February 29, 2024

Google Gemini

Google apologized [last] Friday for its faulty rollout of a new artificial intelligence image-generator, acknowledging that in some cases the tool would ‘overcompensate’ in seeking a diverse range of people even when such a range didn’t make sense…

“The partial explanation for why its images put people of color in historical settings where they wouldn’t normally be found came a day after Google said it was temporarily stopping its Gemini chatbot from generating any images with people in them. That was in response to a social media outcry from some users claiming the tool had an anti-white bias in the way it generated a racially diverse set of images in response to written prompts…

“[Examples] that drew attention on social media this week were images that depicted a Black woman as a U.S. founding father and showed Black and Asian people as Nazi-era German soldiers.” AP News

Both sides argue that AI is clearly not yet ready to replace humans:

“For now, at least, generative AI absolutely should not be used to create learning materials for our schools, breaking stories in our newspapers, or be anywhere within a 10,000-mile radius of our government. It turns out the business of interpreting the billions of bits of information online to arrive at rational conclusions is still very much a human endeavor. It is still very much a subjective matter, and there is a real possibility that no matter how advanced AI becomes, it always will be…

“This may be a hard pill to swallow for companies that have invested fortunes in generative AI development, but it is good news for human beings, who can laugh at the fumbling failures of the technology and know that we are still the best arbiters of truth. More, it seems very likely that we always will be.”

**Records supplied**
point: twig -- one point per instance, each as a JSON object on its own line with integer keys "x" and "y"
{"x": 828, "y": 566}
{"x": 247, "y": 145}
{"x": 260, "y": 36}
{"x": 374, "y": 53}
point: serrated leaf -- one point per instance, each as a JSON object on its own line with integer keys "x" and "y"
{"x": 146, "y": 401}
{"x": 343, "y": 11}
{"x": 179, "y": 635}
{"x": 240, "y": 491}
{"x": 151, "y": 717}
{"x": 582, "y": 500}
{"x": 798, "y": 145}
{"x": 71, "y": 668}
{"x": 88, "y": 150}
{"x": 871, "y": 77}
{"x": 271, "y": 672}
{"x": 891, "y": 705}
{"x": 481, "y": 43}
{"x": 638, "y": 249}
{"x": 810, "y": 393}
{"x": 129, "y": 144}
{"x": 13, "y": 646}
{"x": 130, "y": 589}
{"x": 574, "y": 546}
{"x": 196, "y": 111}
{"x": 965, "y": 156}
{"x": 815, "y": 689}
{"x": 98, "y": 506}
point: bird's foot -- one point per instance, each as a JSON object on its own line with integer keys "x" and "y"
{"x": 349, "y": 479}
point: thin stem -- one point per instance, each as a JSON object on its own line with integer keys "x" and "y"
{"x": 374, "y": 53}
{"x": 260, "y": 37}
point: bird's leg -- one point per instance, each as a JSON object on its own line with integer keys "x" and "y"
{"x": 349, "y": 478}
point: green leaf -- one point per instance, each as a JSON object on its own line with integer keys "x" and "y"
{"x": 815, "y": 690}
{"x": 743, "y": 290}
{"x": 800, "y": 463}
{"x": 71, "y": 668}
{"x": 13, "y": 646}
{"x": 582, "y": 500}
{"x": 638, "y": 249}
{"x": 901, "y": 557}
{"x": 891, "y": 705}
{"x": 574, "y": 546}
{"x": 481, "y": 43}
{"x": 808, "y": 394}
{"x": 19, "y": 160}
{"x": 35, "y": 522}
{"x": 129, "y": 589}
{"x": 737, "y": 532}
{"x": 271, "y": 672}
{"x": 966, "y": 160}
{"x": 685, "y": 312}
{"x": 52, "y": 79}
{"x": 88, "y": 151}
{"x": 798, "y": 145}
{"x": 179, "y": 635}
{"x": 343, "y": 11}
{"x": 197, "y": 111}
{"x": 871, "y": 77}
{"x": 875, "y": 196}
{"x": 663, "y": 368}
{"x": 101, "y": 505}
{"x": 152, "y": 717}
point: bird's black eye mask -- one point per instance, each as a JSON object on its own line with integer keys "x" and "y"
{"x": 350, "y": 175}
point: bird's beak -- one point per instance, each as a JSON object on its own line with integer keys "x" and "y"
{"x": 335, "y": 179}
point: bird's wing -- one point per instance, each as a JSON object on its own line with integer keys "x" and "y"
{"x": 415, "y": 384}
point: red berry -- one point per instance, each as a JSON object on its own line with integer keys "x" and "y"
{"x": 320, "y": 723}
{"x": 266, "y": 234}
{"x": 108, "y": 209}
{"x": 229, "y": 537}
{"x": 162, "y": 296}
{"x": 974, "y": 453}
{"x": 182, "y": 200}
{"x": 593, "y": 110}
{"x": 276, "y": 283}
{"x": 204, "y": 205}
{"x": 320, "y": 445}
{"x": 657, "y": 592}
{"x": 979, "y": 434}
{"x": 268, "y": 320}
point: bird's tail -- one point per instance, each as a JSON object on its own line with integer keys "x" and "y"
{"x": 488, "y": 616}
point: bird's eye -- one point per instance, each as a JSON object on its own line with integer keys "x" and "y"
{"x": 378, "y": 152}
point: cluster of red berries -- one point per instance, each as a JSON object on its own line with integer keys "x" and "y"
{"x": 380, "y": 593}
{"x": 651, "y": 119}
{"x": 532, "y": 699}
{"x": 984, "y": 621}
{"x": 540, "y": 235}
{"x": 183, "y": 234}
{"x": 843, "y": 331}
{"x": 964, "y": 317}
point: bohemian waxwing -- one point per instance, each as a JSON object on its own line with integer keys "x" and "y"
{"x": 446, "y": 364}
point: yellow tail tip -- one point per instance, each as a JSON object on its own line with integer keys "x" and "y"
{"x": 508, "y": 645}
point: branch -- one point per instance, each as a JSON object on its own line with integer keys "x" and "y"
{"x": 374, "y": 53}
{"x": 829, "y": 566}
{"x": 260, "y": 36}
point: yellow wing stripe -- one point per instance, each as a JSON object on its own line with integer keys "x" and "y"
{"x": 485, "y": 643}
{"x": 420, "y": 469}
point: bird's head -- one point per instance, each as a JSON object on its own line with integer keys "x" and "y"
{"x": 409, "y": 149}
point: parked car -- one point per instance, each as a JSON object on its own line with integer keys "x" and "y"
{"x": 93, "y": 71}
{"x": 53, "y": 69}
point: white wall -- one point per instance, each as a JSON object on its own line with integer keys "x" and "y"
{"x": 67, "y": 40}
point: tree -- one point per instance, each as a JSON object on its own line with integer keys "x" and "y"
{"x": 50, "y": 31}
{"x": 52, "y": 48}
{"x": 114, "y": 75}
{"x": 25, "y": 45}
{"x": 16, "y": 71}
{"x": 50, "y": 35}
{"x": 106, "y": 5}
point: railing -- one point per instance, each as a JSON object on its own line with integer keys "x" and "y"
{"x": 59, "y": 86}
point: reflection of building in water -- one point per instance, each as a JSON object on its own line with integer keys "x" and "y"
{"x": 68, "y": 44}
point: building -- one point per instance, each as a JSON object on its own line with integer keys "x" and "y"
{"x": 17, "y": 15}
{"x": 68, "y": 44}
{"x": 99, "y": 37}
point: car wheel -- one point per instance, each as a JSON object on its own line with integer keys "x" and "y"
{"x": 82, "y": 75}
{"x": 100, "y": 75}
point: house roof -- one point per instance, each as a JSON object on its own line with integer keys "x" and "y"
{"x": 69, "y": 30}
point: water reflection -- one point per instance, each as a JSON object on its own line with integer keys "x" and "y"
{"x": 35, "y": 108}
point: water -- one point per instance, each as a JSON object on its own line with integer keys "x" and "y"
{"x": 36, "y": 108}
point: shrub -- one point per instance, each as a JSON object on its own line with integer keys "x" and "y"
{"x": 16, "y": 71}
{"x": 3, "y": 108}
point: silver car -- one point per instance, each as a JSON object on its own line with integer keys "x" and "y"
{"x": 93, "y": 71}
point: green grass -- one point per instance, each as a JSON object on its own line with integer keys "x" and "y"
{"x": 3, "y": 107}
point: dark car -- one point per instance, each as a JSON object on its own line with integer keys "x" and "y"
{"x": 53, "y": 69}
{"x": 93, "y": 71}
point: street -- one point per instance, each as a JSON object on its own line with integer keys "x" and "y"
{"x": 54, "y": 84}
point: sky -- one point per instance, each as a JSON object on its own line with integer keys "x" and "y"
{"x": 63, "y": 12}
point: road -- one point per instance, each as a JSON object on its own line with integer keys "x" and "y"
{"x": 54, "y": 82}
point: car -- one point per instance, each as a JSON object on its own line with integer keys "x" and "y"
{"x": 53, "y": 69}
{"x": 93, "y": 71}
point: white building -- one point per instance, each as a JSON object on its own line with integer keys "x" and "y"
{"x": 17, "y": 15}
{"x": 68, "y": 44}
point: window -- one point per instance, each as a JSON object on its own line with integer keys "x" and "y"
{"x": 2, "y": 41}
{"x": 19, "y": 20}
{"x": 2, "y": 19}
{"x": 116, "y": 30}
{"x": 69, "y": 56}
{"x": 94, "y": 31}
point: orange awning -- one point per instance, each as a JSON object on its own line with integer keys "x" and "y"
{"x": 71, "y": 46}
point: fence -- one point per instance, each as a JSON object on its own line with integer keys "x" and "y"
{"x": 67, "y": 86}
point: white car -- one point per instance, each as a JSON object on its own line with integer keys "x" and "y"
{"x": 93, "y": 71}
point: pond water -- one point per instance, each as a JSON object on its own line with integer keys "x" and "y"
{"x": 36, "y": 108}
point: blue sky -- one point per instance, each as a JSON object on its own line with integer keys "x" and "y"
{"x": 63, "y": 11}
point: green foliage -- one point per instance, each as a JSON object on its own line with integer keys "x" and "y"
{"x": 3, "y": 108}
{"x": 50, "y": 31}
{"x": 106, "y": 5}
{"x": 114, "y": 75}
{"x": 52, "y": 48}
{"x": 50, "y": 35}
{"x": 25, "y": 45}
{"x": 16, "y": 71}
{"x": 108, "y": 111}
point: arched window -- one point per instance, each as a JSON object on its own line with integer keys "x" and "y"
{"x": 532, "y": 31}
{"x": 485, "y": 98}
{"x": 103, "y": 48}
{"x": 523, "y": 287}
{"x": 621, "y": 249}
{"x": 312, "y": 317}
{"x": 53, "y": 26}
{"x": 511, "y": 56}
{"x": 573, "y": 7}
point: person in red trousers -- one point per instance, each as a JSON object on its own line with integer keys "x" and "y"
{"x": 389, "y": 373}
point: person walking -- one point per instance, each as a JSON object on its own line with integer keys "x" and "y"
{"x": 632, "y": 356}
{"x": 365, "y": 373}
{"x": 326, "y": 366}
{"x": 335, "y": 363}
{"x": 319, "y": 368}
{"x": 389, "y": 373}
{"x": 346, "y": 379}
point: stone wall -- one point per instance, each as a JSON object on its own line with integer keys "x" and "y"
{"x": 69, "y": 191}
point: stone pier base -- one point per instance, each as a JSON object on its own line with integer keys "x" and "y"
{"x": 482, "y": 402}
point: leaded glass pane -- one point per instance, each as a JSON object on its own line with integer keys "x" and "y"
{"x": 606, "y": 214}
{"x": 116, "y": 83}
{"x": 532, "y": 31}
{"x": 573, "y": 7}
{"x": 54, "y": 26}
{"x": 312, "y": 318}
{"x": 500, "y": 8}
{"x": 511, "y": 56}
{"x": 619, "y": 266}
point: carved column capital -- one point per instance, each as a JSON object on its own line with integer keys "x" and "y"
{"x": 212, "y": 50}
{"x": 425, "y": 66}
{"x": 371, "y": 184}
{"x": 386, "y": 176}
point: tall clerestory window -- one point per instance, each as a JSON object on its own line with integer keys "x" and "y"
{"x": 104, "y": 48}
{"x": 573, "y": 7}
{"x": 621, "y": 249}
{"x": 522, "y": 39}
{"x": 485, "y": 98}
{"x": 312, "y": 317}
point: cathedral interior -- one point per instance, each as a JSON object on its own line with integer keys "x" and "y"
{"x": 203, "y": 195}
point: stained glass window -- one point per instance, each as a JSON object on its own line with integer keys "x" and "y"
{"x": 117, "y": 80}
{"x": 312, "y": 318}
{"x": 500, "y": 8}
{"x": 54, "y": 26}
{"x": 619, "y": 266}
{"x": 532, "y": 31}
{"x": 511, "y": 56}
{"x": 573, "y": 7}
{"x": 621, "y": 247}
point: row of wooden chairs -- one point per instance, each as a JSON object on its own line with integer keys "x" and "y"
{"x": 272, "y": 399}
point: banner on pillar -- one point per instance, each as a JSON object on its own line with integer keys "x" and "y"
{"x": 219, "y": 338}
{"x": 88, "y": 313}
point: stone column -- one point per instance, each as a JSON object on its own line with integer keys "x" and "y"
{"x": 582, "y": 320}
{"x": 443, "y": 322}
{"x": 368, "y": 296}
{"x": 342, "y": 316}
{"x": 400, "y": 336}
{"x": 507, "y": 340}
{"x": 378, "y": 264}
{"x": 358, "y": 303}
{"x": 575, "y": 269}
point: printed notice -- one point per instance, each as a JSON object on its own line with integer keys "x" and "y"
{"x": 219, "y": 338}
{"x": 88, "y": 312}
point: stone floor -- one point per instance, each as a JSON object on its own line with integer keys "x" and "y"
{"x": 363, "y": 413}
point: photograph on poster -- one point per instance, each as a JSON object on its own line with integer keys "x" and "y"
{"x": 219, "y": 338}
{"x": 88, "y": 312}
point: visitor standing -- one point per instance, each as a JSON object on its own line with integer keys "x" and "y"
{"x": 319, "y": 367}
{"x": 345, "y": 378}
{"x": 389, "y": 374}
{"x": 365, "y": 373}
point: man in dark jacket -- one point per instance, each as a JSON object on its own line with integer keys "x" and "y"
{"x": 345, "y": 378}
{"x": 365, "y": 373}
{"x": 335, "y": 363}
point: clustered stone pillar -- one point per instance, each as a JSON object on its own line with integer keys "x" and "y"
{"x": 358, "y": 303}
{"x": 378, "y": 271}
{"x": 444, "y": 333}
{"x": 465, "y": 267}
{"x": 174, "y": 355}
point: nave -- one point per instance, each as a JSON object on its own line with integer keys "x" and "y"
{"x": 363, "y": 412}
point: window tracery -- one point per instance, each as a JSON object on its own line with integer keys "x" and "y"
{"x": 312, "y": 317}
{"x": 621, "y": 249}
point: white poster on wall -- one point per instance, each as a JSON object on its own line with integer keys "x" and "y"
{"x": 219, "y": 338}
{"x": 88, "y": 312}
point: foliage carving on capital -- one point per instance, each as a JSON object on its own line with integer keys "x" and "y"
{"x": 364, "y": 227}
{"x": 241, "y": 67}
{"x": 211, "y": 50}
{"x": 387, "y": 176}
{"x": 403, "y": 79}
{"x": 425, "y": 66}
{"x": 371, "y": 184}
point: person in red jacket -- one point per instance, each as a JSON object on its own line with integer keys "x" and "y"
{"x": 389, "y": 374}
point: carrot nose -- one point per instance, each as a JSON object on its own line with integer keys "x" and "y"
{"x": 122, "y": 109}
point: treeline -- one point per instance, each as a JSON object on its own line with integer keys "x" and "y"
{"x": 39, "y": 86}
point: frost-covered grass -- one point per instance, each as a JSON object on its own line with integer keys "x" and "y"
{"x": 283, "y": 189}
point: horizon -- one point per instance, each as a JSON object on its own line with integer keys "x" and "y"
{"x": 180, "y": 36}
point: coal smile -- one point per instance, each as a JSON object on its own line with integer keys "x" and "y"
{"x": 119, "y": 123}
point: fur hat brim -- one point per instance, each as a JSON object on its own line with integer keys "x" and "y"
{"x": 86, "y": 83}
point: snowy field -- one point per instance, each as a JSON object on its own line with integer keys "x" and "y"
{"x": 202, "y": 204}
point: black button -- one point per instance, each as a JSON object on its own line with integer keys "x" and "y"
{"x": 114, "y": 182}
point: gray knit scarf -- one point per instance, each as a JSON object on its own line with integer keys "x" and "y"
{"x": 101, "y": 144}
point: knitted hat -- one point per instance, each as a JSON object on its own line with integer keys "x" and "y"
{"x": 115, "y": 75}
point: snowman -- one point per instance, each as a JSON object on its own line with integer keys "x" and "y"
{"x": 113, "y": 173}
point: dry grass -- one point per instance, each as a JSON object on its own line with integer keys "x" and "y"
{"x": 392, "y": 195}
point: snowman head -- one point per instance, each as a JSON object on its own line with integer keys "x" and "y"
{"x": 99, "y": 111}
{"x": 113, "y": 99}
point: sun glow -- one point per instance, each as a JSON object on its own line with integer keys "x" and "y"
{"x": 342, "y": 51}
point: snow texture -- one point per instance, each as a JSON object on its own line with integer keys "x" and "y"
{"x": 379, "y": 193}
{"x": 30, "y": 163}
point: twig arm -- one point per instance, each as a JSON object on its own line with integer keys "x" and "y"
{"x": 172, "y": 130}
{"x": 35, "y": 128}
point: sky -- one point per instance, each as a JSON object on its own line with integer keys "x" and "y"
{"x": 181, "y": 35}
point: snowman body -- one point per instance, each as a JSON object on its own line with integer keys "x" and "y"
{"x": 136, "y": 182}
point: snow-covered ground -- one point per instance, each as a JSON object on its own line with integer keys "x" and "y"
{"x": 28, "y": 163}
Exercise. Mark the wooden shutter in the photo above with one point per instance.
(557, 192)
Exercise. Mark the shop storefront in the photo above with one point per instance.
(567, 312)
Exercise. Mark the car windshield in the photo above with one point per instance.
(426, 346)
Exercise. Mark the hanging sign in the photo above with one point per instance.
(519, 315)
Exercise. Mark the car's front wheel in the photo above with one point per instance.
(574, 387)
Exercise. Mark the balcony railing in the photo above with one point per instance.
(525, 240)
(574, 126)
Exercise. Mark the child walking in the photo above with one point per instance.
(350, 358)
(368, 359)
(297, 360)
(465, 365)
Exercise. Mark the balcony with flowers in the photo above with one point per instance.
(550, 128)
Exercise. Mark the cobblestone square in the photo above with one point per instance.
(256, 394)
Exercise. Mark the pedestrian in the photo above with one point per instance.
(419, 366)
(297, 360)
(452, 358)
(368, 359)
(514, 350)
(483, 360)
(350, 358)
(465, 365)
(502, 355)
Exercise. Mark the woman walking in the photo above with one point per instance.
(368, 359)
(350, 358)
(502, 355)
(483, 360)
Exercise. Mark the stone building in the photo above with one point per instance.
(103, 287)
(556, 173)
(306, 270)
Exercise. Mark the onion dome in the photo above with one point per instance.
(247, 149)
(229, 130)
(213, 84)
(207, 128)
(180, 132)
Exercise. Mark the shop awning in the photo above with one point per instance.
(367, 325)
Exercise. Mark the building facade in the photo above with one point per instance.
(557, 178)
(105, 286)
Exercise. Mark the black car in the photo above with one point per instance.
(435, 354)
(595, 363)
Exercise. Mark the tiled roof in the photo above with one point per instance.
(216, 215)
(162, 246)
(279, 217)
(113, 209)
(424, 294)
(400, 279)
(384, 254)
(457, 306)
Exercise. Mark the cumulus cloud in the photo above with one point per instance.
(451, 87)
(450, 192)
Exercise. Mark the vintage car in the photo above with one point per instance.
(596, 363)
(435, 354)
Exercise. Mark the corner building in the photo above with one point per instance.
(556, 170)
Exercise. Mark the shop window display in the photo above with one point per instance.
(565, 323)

**Work task 1**
In the passage about Google Gemini, what did Google say it was temporarily stopping the Gemini chatbot from doing?
**Work task 2**
Continue the passage about Google Gemini from the end of its last sentence.

**Answer section 1**
Generating any images with people in them.

**Answer section 2**
David Marcus, Fox News

Image generators are profoundly strange pieces of software that synthesize averaged-out content from troves of existing media at the behest of users who want and expect countless different things. They’re marketed as software that can produce photos and illustrations — as both documentary and creative tools — when, really, they’re doing something less than that…

“That leaves their creators in a fitting predicament: In rushing general-purpose tools to market, AI firms have inadvertently generated and taken ownership of a heightened, fuzzy, and somehow dumber copy of corporate America’s fraught and disingenuous racial politics, for the price of billions of dollars, in service of a business plan to be determined, at the expense of pretty much everyone who uses the internet. They’re practically asking for it.”